Give back the lines of the records exactly, starting at the first and ending at the one with "find sedan door handle".

Dataset extract Block Start

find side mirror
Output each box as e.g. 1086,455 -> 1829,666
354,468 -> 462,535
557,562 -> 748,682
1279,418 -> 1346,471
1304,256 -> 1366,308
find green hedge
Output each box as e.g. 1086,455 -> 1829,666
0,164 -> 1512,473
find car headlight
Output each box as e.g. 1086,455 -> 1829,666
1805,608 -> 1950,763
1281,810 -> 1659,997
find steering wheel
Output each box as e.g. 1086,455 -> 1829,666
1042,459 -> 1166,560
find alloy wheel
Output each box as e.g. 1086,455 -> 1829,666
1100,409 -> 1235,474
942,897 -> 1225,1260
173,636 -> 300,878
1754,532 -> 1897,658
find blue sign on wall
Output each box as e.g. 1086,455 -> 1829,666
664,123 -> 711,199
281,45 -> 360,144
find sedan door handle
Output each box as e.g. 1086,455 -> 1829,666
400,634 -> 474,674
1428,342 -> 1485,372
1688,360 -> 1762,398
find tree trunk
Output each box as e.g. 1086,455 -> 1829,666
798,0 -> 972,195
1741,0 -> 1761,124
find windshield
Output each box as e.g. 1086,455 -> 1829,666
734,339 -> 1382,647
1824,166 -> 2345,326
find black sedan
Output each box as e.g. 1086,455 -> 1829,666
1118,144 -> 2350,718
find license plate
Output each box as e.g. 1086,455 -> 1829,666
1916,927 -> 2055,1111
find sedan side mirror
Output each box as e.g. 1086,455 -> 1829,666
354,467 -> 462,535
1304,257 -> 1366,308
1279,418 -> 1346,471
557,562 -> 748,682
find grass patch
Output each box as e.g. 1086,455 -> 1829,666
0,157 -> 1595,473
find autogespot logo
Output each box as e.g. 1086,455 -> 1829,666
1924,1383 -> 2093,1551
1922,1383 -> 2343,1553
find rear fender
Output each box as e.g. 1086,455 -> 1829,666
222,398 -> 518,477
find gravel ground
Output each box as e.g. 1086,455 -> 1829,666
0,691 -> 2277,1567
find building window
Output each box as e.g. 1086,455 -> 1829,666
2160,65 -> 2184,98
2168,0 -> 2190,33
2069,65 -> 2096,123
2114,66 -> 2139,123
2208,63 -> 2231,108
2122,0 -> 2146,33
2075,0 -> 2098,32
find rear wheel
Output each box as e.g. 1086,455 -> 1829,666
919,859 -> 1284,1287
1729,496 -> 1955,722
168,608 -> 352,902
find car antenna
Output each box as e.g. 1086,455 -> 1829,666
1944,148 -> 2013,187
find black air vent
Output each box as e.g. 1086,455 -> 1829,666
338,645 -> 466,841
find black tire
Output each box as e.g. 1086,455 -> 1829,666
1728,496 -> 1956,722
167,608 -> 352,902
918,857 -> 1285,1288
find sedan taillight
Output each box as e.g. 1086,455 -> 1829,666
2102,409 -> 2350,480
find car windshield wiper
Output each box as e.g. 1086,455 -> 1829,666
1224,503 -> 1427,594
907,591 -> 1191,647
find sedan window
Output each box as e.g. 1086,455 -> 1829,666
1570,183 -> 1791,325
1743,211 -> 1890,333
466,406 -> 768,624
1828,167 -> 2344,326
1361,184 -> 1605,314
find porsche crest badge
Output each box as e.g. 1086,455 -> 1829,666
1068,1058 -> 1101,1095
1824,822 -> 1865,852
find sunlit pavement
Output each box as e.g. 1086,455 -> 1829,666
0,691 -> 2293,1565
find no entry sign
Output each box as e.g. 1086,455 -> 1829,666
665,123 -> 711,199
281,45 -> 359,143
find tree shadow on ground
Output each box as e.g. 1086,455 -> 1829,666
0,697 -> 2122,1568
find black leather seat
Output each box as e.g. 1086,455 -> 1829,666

Dataset extract Block End

● **Response area**:
find side mirror
Output each box as e.g. 1086,455 -> 1829,666
354,468 -> 462,535
557,562 -> 748,682
1279,418 -> 1346,471
1304,256 -> 1366,308
find green hedge
Output each box as e.g. 1086,455 -> 1829,666
0,164 -> 1512,473
find car headlight
Output each box as e.g. 1086,455 -> 1829,666
1805,608 -> 1950,763
1281,810 -> 1659,997
find steering wheel
Output each box as e.g. 1086,455 -> 1829,666
1042,459 -> 1166,560
find alloy wheel
Output each box as e.g. 1086,455 -> 1829,666
1100,409 -> 1235,474
942,897 -> 1225,1260
173,636 -> 300,878
1754,532 -> 1897,658
find blue sign on wall
Output each box as e.g. 1086,455 -> 1829,666
664,123 -> 711,199
281,45 -> 360,144
find sedan door handle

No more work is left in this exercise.